> **Tasks**
a) In the text on Causal3D benchmark evaluation, which LLM-based causal discovery method is included?
b) Reproduce the part of the text on Causal3D benchmark evaluation that opens with the words containing "We evaluate the" and closes with "method, Causal Copilot.".

> **Passage to read**

## 🧪 Benchmark Evaluation in Causal3D

To evaluate the capabilities of existing algorithms in learning latent causalities, **Causal3D** provides a benchmark suite with various tasks and metrics. This allows researchers to assess the performance of their methods across diverse causal structures and scenarios.

---

## 📊 Evaluation Tasks

In the **Causal3D** dataset, each scene includes both rendered images and corresponding tabular data. These paired modalities enable evaluation on multiple types of causal learning tasks:

---

### 🔍 Causal Discovery from Tabular Data

We evaluate the performance of various causal discovery methods on tabular data, covering both traditional algorithms and emerging LLM-powered approaches. We assess 7 traditional methods, including CAM, NoTears, DAG GNN, DiffAN, PC, SCORE, and GraN DAG. Additionally, we include the LLM-based method, Causal Copilot.

Referring expression pointing data

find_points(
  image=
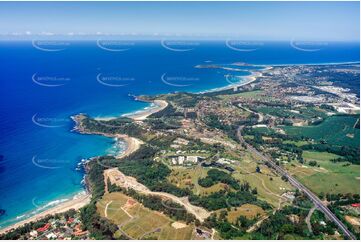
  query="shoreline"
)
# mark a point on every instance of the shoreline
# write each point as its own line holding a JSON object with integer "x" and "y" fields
{"x": 142, "y": 114}
{"x": 133, "y": 144}
{"x": 77, "y": 202}
{"x": 245, "y": 81}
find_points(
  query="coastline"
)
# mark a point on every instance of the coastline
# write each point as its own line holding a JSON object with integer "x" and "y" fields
{"x": 245, "y": 81}
{"x": 76, "y": 203}
{"x": 132, "y": 144}
{"x": 142, "y": 114}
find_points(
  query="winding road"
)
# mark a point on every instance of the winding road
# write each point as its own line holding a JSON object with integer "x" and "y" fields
{"x": 318, "y": 203}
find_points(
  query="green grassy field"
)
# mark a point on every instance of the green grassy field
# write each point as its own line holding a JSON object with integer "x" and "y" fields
{"x": 300, "y": 112}
{"x": 329, "y": 177}
{"x": 269, "y": 186}
{"x": 337, "y": 130}
{"x": 250, "y": 211}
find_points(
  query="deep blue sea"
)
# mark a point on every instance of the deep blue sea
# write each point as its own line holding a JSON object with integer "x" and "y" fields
{"x": 42, "y": 87}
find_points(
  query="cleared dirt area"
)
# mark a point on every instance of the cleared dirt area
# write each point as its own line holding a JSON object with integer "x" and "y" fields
{"x": 117, "y": 177}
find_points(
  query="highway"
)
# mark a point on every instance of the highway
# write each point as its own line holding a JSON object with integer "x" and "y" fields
{"x": 318, "y": 203}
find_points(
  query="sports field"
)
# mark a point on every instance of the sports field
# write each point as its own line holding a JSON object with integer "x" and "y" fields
{"x": 329, "y": 177}
{"x": 336, "y": 130}
{"x": 138, "y": 222}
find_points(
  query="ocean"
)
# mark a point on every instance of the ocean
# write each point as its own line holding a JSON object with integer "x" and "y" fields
{"x": 44, "y": 83}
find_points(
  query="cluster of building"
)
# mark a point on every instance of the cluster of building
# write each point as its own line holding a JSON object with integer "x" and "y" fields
{"x": 59, "y": 229}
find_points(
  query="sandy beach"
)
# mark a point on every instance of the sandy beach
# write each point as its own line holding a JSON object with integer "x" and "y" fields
{"x": 143, "y": 114}
{"x": 76, "y": 203}
{"x": 247, "y": 80}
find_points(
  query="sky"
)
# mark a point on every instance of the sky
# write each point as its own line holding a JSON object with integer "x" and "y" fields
{"x": 331, "y": 21}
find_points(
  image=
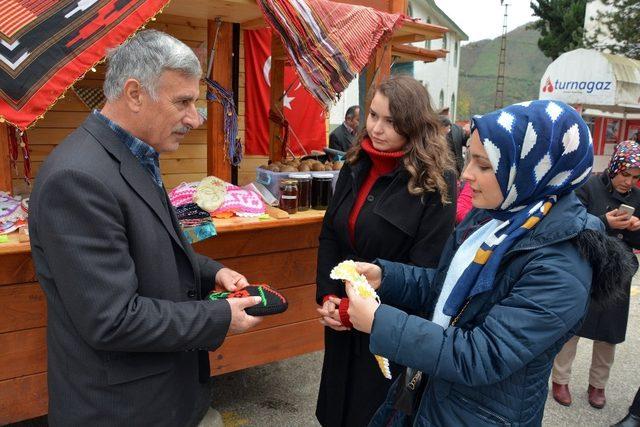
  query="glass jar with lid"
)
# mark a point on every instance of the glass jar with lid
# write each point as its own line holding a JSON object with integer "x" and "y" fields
{"x": 289, "y": 195}
{"x": 321, "y": 190}
{"x": 304, "y": 190}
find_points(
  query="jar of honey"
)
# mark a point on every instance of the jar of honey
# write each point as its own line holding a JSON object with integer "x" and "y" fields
{"x": 304, "y": 190}
{"x": 289, "y": 195}
{"x": 321, "y": 191}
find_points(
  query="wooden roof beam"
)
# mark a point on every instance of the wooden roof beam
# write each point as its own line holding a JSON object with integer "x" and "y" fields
{"x": 408, "y": 53}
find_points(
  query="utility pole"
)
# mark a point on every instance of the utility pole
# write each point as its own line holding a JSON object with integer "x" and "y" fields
{"x": 502, "y": 61}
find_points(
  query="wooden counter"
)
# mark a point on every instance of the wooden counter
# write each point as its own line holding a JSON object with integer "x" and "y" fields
{"x": 281, "y": 253}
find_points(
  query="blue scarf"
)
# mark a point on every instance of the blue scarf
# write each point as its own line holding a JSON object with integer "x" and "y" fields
{"x": 539, "y": 151}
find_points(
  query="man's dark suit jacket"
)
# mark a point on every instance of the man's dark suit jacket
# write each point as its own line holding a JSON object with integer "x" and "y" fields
{"x": 123, "y": 290}
{"x": 341, "y": 139}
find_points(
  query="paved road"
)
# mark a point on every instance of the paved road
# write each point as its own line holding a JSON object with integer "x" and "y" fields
{"x": 284, "y": 393}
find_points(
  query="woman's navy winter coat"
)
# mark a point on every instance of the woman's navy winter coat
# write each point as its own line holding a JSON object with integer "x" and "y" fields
{"x": 493, "y": 366}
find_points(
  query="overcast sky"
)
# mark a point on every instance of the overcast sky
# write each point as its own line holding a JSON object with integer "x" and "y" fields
{"x": 482, "y": 19}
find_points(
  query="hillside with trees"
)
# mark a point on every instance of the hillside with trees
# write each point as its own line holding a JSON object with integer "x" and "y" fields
{"x": 479, "y": 65}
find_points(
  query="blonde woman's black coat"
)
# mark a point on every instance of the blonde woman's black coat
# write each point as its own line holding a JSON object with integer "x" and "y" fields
{"x": 394, "y": 225}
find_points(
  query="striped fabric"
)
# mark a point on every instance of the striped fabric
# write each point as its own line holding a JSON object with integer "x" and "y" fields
{"x": 16, "y": 14}
{"x": 539, "y": 151}
{"x": 328, "y": 42}
{"x": 47, "y": 45}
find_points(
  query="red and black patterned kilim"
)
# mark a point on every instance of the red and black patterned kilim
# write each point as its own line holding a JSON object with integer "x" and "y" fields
{"x": 46, "y": 45}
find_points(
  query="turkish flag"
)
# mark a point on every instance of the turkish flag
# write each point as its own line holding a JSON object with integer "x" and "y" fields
{"x": 306, "y": 116}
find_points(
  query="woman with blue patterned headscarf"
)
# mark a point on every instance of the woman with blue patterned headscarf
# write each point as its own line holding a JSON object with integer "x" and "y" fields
{"x": 512, "y": 285}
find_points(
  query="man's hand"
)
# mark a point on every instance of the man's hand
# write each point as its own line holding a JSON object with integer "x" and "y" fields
{"x": 634, "y": 224}
{"x": 330, "y": 315}
{"x": 361, "y": 310}
{"x": 230, "y": 280}
{"x": 372, "y": 272}
{"x": 618, "y": 220}
{"x": 240, "y": 320}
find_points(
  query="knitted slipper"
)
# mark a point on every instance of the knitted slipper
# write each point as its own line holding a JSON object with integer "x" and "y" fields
{"x": 272, "y": 301}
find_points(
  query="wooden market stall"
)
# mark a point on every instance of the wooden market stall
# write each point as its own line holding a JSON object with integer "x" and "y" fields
{"x": 279, "y": 252}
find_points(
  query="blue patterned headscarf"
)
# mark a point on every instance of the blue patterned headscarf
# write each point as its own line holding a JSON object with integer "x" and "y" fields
{"x": 539, "y": 150}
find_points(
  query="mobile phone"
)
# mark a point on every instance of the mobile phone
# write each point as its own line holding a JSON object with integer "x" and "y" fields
{"x": 628, "y": 210}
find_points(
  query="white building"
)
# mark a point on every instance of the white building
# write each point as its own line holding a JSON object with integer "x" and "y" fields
{"x": 439, "y": 77}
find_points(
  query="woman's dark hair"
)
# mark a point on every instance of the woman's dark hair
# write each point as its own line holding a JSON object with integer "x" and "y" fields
{"x": 427, "y": 156}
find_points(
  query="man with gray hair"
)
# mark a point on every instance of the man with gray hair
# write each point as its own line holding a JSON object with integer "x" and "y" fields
{"x": 342, "y": 137}
{"x": 128, "y": 326}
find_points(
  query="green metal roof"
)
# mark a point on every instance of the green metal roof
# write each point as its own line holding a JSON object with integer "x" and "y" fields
{"x": 443, "y": 16}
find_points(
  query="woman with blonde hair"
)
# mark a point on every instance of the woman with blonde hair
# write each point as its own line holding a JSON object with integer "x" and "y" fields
{"x": 395, "y": 199}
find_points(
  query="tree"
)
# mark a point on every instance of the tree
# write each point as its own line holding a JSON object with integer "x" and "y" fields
{"x": 618, "y": 30}
{"x": 561, "y": 25}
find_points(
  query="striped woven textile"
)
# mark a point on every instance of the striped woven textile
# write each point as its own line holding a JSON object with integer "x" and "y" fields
{"x": 46, "y": 45}
{"x": 329, "y": 43}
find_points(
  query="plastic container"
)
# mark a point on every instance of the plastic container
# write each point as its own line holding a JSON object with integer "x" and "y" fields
{"x": 271, "y": 180}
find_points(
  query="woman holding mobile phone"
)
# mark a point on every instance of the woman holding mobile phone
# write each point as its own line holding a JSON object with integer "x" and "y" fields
{"x": 615, "y": 199}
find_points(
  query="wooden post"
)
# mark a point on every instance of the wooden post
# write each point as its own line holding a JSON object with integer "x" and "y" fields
{"x": 5, "y": 160}
{"x": 217, "y": 164}
{"x": 276, "y": 77}
{"x": 380, "y": 66}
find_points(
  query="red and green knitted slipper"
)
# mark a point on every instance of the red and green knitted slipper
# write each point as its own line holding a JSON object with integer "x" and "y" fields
{"x": 272, "y": 301}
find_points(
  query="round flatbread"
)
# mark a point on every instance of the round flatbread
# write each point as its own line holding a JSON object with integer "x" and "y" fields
{"x": 210, "y": 193}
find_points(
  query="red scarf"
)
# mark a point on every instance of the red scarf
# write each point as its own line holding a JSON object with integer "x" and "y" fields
{"x": 381, "y": 164}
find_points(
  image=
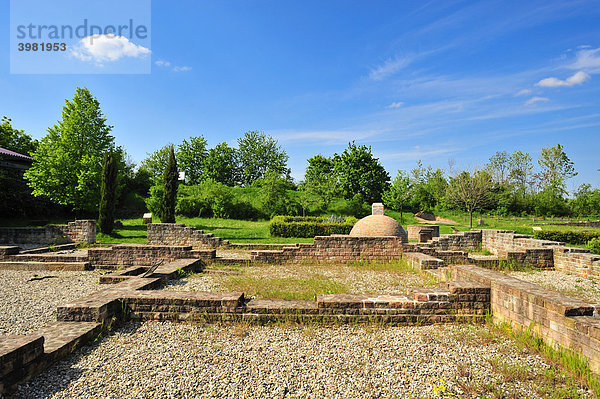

> **Exercise solutions**
a) Causal Copilot

b)
We evaluate the performance of various causal discovery methods on tabular data, covering both traditional algorithms and emerging LLM-powered approaches. We assess 7 traditional methods, including CAM, NoTears, DAG GNN, DiffAN, PC, SCORE, and GraN DAG. Additionally, we include the LLM-based method, Causal Copilot.